# [What you need to do]
**1.** According to the excerpt on the Arctic Council meeting, on what dates did the foreign ministers' session take place?
**2.** Carry on the excerpt about the Arctic Council meeting, picking up right after its final sentence.

Head of the Department for Disarmament and Conflict Resolution Studies at the Primakov National Research Institute of World Economy and International Relations (IMEMO), Russian Academy of Sciences, Professor of MGIMO-University, RIAC Member

It would be difficult to say there was a breakthrough at the Arctic Council biennial session of the eight member-states’ foreign ministers, which took place on 24-25 April 2015. But the successes and failures of the Arctic Council should be assessed primarily on the basis of the expectations that its members associated with the action plans that were agreed two years ago. The Arctic Council states have succeeded, if not fully then to a significant degree, in shielding the council from the impact of the worsening relations between Russia and the West. This may be just half a step forwards, not a whole step. But it is certainly not a step backwards.

It would be difficult to say there was a breakthrough at the Arctic Council biennial session of the eight member-states’ foreign ministers, which took place on 24-25 April 2015. Some had earlier hastened to describe it almost as a failure.

# [Collected material]
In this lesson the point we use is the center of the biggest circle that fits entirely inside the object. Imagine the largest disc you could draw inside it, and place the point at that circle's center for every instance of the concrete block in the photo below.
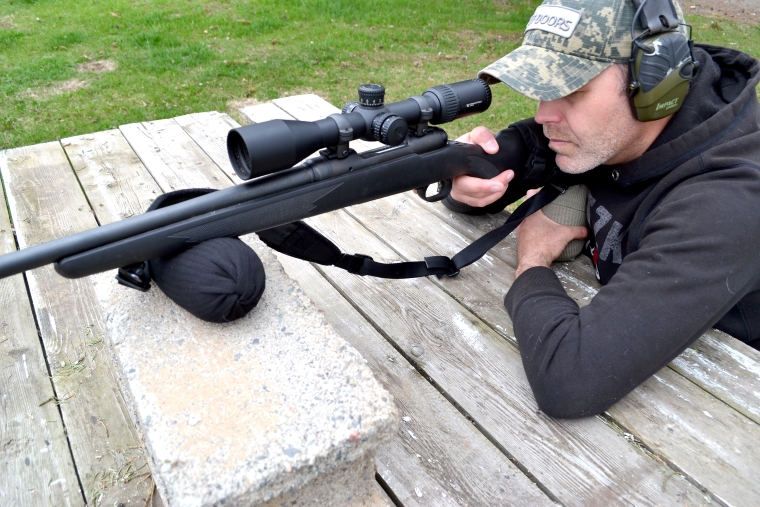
(274, 408)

# [Final answers]
**1.** 24-25 April 2015.

**2.**
Firstly, Russia’s foreign minister Sergei Lavrov did not go to the Arctic Council session. However, Russia was appropriately represented – by Sergei Donskoi, Minister of Natural Resources and Environment.

Secondly, not a single new legally binding agreement was signed at the session. People hastened to place the blame for this on Canada, which has held the presidency of the Arctic Council for the last two years and which is pursuing a harsh policy towards Russia in the context of the Ukraine crisis. However, if one looks closely at the issues that could in theory be the subject of new agreements – cooperation between states in preventing oil spills and cutting methane and carbon emissions – Canada would be counted among the active supporters of binding decisions rather than among the opponents.

Thirdly, the session in Iqaluit did not take a decision to give the European Union observer status, despite the fact that in autumn 2014 Canada lifted its objections, which had been the main obstacle to the relevant decision being taken two years ago. Of course, Moscow was not in a mood to throw open the doors to allow the EU to take part in the work of the Arctic Council at a time when the EU is pursuing a policy of sanctions against Russia. But they still managed to take an outwardly elegant decision – the examination of all applications, not just the EU’s, for observer status was postponed to the next session of the council, which will take place in two years’ time in the USA.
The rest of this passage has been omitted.